— start of Passage to read —

A little more detail, though everything is clear as it is:

1.) Incessant ‘Fictions Production’: this is the abundant creation of ‘works’ of art, literature, poetry, which are by their very nature absolutely ‘imitative,’ imitating something: paintings, posters, drawings, poems, stories.

2.) Incessant ‘Chatter’: These are the incessant conversations – dialogues, trialogues, conversations in fours, fives – academic research, the establishment of connections, of a common ‘field of understanding,’ the establishment of a unified network of communication between phenomena which have until now not participated in the communication (or have seemed impossible for communication: the areas of politics, psychology, art history, poetic tropes, metaphors, etc.).

3.) Incessant ‘Introversion’: These are the introverted journeys’ of each of the participants in this common chatter. We have in mind here the inclusion in common conversations and texts of incessant descriptions, not only of external but also of internal circumstances – personal psychosis, autobiographical adventures. This means the establishment of a unified horizon, as a complete volume of all-inclusive description, for the entire field of descriptions – descriptions of the external world, other participants, and oneself – without building hierarchies. This is an important step in including oneself in the common field of discourse.

All of this is fine, but how can we convey an impression of this ‘Moscow Conceptual Circle’ 5, so that it could be just as comprehensible and so that it might become a concept like ‘Duchamp’ or ‘Fluxus’ or the ‘Decembrists’?

The answer: a synchro-phasatron must be built.

— end of Passage to read —
— start of Records provided —

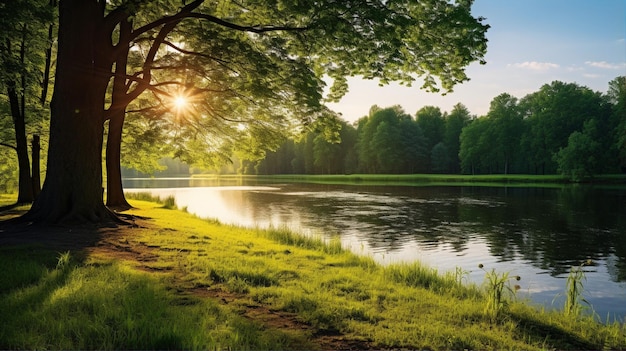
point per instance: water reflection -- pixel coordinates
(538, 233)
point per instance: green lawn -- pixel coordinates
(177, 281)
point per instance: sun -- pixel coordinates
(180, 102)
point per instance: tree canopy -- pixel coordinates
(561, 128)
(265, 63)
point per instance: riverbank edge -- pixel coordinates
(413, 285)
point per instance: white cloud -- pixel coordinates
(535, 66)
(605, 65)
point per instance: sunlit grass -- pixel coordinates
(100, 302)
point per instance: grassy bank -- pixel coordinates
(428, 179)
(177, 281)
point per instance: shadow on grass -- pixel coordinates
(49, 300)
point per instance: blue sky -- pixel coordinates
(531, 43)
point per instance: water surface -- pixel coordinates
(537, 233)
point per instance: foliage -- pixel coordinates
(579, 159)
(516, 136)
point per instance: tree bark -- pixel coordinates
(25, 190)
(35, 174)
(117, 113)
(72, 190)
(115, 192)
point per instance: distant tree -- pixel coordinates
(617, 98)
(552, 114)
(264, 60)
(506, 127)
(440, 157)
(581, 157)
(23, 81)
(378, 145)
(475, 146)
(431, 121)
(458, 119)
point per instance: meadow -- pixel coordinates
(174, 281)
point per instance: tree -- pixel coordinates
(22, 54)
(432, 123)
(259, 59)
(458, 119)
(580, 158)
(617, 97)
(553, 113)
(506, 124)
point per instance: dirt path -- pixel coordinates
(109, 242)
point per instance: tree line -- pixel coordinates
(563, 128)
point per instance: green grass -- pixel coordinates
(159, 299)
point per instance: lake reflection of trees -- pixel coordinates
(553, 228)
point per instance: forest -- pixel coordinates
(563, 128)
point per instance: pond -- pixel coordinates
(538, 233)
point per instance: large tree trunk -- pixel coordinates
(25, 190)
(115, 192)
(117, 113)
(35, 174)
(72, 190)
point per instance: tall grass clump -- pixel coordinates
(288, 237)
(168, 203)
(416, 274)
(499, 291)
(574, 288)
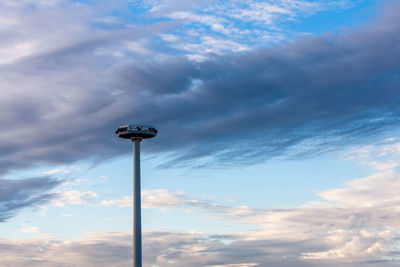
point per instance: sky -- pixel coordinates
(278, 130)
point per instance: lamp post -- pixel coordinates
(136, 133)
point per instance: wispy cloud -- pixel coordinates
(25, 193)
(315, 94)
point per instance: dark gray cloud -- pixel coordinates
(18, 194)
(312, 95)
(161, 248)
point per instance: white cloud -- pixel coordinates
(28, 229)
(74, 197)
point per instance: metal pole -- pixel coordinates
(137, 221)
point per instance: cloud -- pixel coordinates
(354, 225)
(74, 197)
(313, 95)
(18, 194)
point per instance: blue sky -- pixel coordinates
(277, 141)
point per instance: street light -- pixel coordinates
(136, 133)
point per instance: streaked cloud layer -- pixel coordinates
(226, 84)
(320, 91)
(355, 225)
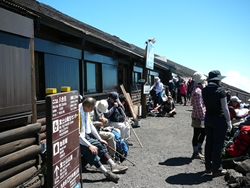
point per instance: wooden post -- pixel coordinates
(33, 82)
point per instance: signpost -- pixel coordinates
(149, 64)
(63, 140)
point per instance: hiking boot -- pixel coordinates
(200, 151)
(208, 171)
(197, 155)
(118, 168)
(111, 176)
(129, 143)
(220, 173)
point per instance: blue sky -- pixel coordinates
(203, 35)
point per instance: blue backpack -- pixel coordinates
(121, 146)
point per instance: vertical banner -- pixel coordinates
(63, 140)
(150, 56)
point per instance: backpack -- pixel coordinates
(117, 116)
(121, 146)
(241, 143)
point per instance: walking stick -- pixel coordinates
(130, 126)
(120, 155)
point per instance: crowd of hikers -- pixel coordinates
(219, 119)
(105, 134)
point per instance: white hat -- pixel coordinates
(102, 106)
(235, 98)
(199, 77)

— end of Records provided —

(Brief 1): Give the headings of all the numbered activities that the text on the Moscow Conceptual Circle describes.
(Brief 2): Reproduce the stretch of the text on the Moscow Conceptual Circle from "1.) Incessant ‘Fictions" through "tropes, metaphors, etc.).".

(Final result 1):
1. Incessant ‘Fictions Production’
2. Incessant ‘Chatter’
3. Incessant ‘Introversion’

(Final result 2):
1.) Incessant ‘Fictions Production’: this is the abundant creation of ‘works’ of art, literature, poetry, which are by their very nature absolutely ‘imitative,’ imitating something: paintings, posters, drawings, poems, stories.

2.) Incessant ‘Chatter’: These are the incessant conversations – dialogues, trialogues, conversations in fours, fives – academic research, the establishment of connections, of a common ‘field of understanding,’ the establishment of a unified network of communication between phenomena which have until now not participated in the communication (or have seemed impossible for communication: the areas of politics, psychology, art history, poetic tropes, metaphors, etc.).